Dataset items
%%

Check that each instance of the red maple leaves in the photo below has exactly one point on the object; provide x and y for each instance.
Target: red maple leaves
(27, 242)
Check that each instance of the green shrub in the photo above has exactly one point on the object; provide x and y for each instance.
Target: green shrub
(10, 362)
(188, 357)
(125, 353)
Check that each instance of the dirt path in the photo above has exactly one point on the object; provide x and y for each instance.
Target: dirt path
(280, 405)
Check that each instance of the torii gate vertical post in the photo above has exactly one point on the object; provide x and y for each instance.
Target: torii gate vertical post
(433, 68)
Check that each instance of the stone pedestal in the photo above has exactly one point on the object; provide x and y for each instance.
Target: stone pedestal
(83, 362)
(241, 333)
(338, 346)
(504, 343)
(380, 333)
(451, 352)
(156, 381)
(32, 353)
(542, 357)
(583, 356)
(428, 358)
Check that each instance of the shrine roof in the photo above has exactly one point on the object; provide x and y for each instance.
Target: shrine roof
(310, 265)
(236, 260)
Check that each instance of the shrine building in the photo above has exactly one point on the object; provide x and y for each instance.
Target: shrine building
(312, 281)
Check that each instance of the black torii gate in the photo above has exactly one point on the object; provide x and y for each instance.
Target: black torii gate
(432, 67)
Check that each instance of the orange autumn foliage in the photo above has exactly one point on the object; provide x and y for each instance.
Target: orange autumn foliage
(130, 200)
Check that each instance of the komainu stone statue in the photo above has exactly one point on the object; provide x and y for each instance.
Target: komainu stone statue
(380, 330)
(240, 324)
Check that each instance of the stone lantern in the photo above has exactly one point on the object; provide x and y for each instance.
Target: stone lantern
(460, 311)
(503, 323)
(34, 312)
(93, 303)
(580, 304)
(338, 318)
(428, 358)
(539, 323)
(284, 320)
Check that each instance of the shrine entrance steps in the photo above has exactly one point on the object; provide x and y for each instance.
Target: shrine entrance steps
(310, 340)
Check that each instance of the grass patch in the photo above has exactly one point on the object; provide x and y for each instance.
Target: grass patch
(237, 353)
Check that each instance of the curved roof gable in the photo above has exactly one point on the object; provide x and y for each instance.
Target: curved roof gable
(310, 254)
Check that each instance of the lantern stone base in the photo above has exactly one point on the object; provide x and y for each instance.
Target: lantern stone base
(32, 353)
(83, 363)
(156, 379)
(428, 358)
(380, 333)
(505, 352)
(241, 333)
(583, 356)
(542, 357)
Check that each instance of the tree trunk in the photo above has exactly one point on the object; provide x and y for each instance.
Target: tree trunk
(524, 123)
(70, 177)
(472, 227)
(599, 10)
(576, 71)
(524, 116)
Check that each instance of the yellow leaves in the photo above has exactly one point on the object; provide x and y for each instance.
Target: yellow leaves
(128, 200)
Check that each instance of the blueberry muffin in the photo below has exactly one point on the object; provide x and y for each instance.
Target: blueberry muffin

%%

Exercise objective —
The required output is the stretch of entries above from the line containing "Check that each instance of the black" through the line containing "Check that each instance of the orange", reproduced exactly.

Result of the task —
Check that each instance of the black torii gate in the photo above has exactly one point on the object; provide x and y for each instance.
Target: black torii gate
(432, 67)
Check that each instance of the orange autumn foliage in the photo above has exactly one point on the object; provide x and y for each instance.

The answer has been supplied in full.